--- start Data section ---
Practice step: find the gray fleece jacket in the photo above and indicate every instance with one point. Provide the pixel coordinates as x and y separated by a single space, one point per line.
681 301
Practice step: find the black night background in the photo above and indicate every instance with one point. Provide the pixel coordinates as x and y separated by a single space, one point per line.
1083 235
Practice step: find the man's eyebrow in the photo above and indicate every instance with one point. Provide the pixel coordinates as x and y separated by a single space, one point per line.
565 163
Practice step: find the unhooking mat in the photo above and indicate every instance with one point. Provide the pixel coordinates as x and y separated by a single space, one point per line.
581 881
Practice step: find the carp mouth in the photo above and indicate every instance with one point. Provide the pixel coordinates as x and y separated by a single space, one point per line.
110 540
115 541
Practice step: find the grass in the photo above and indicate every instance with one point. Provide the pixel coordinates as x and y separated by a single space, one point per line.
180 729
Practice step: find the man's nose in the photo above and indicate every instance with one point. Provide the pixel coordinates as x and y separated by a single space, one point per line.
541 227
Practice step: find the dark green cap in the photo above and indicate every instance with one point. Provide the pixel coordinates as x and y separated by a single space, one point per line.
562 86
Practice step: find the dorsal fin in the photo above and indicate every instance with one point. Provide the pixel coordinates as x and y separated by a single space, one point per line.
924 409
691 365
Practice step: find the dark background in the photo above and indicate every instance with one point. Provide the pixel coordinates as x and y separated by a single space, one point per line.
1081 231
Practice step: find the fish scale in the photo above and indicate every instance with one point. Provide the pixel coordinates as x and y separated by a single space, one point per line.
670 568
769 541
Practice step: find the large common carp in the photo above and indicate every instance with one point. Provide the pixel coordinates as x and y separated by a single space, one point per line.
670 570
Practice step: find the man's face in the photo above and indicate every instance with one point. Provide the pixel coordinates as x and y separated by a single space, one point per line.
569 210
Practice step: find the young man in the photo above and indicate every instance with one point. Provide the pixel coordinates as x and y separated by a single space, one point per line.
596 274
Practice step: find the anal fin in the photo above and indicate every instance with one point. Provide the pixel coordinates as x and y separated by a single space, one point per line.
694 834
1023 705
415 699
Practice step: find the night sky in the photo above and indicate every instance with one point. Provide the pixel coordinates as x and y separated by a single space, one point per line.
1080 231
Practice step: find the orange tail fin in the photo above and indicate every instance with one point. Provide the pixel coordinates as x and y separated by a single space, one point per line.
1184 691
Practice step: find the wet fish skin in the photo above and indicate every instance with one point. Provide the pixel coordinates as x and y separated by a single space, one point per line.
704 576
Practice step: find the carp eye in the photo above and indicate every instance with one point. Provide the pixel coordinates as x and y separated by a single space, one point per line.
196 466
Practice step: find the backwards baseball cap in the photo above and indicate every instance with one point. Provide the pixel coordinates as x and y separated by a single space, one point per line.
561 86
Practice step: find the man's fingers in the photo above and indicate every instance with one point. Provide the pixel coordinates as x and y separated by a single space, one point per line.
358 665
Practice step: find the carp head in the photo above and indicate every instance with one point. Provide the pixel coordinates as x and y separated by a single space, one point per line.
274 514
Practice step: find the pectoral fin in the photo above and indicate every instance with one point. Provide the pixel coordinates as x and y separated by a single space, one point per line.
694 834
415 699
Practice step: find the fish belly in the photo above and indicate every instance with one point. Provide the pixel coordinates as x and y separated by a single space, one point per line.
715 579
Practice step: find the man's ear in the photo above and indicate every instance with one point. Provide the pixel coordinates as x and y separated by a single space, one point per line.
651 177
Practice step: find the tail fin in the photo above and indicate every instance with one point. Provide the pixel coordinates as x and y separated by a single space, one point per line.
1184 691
--- end Data section ---
--- start Data section ---
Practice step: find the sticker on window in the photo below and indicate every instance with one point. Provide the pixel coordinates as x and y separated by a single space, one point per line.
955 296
--- end Data section ---
--- start Data section ---
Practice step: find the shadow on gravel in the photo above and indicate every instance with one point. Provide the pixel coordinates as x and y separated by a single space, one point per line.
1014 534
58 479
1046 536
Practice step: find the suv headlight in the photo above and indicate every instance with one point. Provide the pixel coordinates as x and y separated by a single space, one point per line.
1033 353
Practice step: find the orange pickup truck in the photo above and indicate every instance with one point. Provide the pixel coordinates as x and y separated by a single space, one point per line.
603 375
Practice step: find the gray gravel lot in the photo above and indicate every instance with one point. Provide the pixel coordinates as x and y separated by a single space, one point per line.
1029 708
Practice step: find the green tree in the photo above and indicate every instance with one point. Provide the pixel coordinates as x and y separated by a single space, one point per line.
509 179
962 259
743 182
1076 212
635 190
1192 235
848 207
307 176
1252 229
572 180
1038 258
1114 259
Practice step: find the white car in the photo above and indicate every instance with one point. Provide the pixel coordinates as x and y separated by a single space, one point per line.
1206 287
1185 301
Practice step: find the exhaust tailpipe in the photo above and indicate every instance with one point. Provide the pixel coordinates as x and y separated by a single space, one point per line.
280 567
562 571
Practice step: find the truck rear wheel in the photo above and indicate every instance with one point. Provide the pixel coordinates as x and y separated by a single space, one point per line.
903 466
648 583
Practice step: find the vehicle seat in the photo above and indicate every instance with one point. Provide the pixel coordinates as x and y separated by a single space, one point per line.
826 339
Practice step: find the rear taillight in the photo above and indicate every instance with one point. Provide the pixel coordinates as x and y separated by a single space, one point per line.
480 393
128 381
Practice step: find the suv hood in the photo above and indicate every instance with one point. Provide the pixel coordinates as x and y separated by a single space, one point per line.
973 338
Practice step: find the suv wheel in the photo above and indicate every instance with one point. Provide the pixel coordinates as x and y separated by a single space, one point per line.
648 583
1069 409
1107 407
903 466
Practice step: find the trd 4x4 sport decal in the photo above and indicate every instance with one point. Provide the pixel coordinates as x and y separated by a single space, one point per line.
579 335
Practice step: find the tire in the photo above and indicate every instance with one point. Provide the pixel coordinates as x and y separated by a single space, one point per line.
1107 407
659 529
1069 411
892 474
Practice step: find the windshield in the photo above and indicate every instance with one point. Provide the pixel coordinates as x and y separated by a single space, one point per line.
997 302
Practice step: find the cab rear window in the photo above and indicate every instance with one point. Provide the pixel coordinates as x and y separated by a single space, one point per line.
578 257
--- end Data section ---
## Your goal
Please return every row above that contains the word "truck", copying each one in full.

## Written answer
Practice step: find the orange pickup truck in the photo above and indicate every instance with one point. Provide the pixel coordinates as x and y separated by a single space, one point per line.
Practice step: find the truck rear wheel in the photo above and indicate every instance with one point. Provide the pixel coordinates as x and y separated by a single space, one point per line.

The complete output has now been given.